PAGE EXTRACT:
::::::::::

Radiofrequency ablation of bone with cooled probes and impedance control energy delivery in a pig model: MR imaging features

Abstract

Purpose: To determine the coronal marrow ablation length and detect cortical thinning after radiofrequency ablation (RFA) of bone in a pig model.

Materials and methods: Twelve pigs underwent RFA with a 1- or 2-cm single internally cooled electrode placed at the mid-diaphyseal point of their long bones at 1, 7, or 28 days before euthanasia. Twelve minutes of impedance control radiofrequency energy was delivered at maximum output from a 200-W generator. Pigs were imaged with axial and coronal turbo spin-echo (SE) T1- and T2-weighted frequency-selective fat suppression sequences by using spectral presaturation with inversion recovery (SPIR). A radiologist blinded to the timing of the treatment and the results of other imaging sequences measured the coronal ablation zone length and cortical thickness. The pigs were euthanized, and the ablated bone underwent histologic examination.

::::::::::

GIVEN INFORMATION:
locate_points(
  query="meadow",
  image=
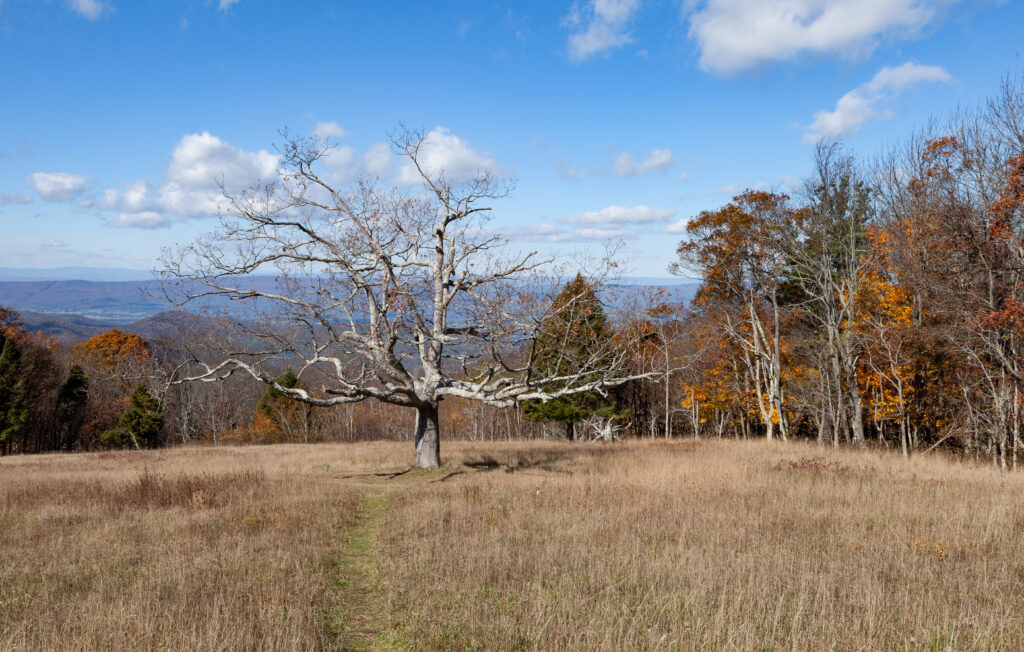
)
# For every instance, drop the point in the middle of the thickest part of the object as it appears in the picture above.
(639, 545)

::::::::::

TASK 1: In the abstract on radiofrequency ablation of pig bone, what was the maximum output of the generator used to deliver the energy?
TASK 2: Write the next part of the abstract on radiofrequency ablation of pig bone, beginning right after its final sentence.

RESULT 1: 200 W.

RESULT 2:
Results: At SPIR imaging, the zone of marrow ablation was defined as an area of low signal intensity surrounded by a high-signal-intensity band. At T1-weighted imaging, the zone of marrow ablation was defined as a heterogeneously isointense area surrounded by a low-signal-intensity band. The mean (+/-standard deviation) coronal marrow ablation zone measurement with SPIR imaging at 28 days was 47 mm +/- 9 (range, 34-73 mm) for the 1-cm electrode and 51 mm +/- 7 (range, 33-67 mm) for the 2-cm electrode. Two humeral fractures occurred at 21 and 28 days after therapy. Thinning of the cortex adjacent to the electrode insertion site was identified in the humeral group only.

Conclusion: The change in the marrow signal intensity with impedance-controlled RFA is larger than that reported for temperature-controlled protocols. RFA leads to bone weakening.